We have frame work for simple heuristics in place:
1.) We vectorize loops with unknown trip count.
2.) You can find our partial unroll heuristic in selectUnrollFactor. It probably
needs tuning.
// We unroll the loop in order to expose ILP and reduce the loop overhead.
// There are many micro-architectural considerations that we can't predict
// at this level. For example frontend pressure (on decode or fetch) due to
// code size, or the number and capabilities of the execution ports.
//
// We use the following heuristics to select the unroll factor:
// 1. If the code has reductions the we unroll in order to break the cross
// iteration dependency.
// 2. If the loop is really small then we unroll in order to reduce the loop
// overhead.
<<< This is the heuristic that works against your example.
// 3. We don't unroll if we think that we will spill registers to memory
due
// to the increased register pressure.
On Sep 27, 2013, at 2:21 PM, Murali, Sriram <sriram.murali at intel.com>
wrote:
> Hey Arnold,
> I have run into this situation many times while benchmarking.
> I think it is best if this is addressed using a simple heuristic. For that,
we need to identify the loop cost and decide if it makes sense to completely
unroll the loop, or partially unroll. I am unsure of the optimal way to
implement this though.
>
> I want to run it by the list to get any ideas floating around :)
> Thanks
> Sriram
>
> -----Original Message-----
> From: Arnold Schwaighofer [mailto:aschwaighofer at apple.com]
> Sent: Friday, September 27, 2013 1:54 PM
> To: Murali, Sriram
> Cc: llvmdev at cs.uiuc.edu
> Subject: Re: [LLVMdev] Trip count and Loop Vectorizer
>
>
> On Sep 27, 2013, at 12:47 PM, Arnold Schwaighofer <aschwaighofer at
apple.com> wrote:
>
>> so you could infer that n must be smaller than 8 (because you know the
range of the other dimension). The question is how often does such an example
occur, where this is possible, to make such an effort justifiable?
> smaller equal, of course ;)

__RAW DATA__:

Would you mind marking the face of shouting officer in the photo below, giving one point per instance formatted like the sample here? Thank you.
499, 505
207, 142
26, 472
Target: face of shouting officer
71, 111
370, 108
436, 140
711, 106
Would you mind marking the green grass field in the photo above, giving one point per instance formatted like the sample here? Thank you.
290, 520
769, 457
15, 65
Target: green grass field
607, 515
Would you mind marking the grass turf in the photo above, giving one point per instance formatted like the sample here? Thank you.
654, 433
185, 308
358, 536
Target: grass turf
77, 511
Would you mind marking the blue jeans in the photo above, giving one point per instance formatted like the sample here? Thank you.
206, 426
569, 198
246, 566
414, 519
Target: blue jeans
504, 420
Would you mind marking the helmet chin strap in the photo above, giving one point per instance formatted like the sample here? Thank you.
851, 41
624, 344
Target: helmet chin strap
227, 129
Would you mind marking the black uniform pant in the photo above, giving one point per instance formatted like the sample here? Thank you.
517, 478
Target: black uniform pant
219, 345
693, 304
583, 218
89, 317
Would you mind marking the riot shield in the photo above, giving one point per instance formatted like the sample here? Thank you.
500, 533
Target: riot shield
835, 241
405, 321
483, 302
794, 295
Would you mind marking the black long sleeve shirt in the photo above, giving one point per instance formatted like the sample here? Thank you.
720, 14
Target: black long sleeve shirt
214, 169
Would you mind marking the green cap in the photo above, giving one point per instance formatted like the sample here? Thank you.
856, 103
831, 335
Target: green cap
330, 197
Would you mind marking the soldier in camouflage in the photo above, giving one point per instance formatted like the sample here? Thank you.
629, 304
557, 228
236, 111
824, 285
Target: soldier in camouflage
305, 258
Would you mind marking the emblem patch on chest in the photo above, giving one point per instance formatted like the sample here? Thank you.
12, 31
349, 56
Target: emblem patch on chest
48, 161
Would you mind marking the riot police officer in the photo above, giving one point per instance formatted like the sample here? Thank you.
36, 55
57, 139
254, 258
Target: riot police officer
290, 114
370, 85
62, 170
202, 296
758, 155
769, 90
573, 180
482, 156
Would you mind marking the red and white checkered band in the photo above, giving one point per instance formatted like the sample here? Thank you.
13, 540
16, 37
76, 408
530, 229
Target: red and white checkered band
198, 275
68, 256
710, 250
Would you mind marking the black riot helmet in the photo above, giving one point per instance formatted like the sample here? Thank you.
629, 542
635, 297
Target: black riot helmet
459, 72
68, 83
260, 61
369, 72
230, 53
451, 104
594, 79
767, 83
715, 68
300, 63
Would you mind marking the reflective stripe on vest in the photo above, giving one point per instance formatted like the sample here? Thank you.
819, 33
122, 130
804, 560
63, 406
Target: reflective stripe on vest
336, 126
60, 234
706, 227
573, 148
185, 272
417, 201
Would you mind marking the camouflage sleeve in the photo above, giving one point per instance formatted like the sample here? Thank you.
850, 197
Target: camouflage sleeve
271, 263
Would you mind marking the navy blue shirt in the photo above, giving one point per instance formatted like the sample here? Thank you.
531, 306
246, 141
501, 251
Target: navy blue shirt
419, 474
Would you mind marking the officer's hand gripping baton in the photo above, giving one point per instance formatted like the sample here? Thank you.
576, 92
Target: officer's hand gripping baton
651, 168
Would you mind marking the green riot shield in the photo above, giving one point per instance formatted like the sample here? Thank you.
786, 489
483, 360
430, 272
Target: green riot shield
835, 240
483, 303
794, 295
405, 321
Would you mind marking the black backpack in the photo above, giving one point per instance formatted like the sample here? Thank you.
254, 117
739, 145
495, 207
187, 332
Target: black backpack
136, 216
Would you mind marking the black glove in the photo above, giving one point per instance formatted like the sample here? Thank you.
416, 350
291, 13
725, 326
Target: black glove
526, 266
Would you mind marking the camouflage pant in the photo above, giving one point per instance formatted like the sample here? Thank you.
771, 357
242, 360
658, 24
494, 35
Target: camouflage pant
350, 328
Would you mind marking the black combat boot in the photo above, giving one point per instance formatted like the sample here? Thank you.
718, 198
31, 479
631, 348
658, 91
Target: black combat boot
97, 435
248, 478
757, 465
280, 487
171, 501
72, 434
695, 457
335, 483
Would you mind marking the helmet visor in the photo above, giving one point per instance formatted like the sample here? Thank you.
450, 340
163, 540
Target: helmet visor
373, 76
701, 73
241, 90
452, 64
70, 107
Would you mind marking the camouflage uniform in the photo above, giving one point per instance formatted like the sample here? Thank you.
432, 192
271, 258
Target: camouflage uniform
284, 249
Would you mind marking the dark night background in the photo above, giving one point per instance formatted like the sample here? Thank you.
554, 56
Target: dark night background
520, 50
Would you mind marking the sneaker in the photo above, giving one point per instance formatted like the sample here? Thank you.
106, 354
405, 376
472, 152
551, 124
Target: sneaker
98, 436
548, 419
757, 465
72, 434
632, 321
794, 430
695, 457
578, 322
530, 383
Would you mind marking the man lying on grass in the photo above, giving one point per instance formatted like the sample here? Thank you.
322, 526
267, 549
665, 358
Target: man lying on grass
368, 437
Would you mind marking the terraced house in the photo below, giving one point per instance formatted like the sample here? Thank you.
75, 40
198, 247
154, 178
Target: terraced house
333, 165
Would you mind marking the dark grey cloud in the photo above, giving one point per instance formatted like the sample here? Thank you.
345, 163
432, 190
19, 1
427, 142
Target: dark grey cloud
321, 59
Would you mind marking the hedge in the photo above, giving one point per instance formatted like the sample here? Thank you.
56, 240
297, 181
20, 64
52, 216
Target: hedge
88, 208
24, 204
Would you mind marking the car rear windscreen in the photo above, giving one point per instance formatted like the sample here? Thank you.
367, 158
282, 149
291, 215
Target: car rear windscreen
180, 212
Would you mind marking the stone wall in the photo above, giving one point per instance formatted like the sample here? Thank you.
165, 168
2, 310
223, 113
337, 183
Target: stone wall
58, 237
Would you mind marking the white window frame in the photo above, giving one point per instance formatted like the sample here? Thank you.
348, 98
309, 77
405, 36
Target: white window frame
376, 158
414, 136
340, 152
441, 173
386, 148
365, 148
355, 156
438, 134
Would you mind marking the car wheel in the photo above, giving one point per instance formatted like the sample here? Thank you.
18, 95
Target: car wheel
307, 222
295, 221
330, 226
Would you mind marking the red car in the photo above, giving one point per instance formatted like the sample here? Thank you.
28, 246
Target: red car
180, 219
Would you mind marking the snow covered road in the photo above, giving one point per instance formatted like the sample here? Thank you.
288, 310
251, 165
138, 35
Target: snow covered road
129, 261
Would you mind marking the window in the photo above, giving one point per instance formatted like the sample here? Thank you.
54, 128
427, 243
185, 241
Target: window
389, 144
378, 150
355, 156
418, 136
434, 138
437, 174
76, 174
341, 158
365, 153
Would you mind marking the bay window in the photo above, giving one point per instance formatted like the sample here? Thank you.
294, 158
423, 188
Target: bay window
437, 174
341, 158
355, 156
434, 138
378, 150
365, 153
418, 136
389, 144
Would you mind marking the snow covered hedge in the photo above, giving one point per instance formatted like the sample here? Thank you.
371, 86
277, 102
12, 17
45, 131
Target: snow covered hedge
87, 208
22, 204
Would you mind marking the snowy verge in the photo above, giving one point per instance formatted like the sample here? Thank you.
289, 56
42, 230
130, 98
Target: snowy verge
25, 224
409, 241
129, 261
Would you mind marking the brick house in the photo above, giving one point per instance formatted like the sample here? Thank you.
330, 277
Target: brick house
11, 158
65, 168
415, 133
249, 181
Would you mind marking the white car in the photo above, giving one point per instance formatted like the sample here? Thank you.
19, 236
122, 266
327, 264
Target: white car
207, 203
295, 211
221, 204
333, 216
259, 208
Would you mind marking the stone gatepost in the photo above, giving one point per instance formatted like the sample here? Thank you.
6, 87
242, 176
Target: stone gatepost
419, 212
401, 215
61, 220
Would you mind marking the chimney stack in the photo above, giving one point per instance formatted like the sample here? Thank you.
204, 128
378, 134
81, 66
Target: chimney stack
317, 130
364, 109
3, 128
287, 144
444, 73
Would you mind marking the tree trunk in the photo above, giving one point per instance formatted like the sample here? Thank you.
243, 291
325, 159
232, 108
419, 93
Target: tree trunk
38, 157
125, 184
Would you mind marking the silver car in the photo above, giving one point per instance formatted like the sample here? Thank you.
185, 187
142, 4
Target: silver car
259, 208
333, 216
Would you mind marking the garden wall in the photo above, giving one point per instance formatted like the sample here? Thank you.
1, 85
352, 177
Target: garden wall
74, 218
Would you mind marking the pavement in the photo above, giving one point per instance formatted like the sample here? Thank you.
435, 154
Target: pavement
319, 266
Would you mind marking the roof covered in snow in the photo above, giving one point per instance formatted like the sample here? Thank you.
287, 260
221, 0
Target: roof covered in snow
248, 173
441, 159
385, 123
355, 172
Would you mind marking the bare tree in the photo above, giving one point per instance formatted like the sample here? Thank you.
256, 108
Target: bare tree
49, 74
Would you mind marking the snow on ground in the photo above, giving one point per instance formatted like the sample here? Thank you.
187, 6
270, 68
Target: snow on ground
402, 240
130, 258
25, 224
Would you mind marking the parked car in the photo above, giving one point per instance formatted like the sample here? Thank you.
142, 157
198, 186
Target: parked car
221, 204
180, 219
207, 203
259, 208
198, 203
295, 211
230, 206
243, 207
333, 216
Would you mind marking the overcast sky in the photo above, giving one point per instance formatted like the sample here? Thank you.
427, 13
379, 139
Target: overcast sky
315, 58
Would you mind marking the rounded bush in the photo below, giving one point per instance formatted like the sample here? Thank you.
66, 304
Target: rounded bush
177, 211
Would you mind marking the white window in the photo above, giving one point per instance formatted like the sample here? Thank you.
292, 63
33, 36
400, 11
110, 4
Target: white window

__SET TASKS__:
1 > Decide whether each statement below agrees with the loop-unrolling thread. For each, answer yes or no and quote the deciding words from the thread. (a) Loops whose trip count is unknown are vectorized. (b) The partial unroll heuristic is described as already well tuned. (c) Unrolling is skipped when register spills to memory are expected.
2 > According to the loop-unrolling thread, in which function is the partial unroll heuristic found?

__SOLUTIONS TO EACH TASK__:
1 >
(a) Yes: "We vectorize loops with unknown trip count."
(b) No: "It probably needs tuning."
(c) Yes: "We don't unroll if we think that we will spill registers to memory"

2 > selectUnrollFactor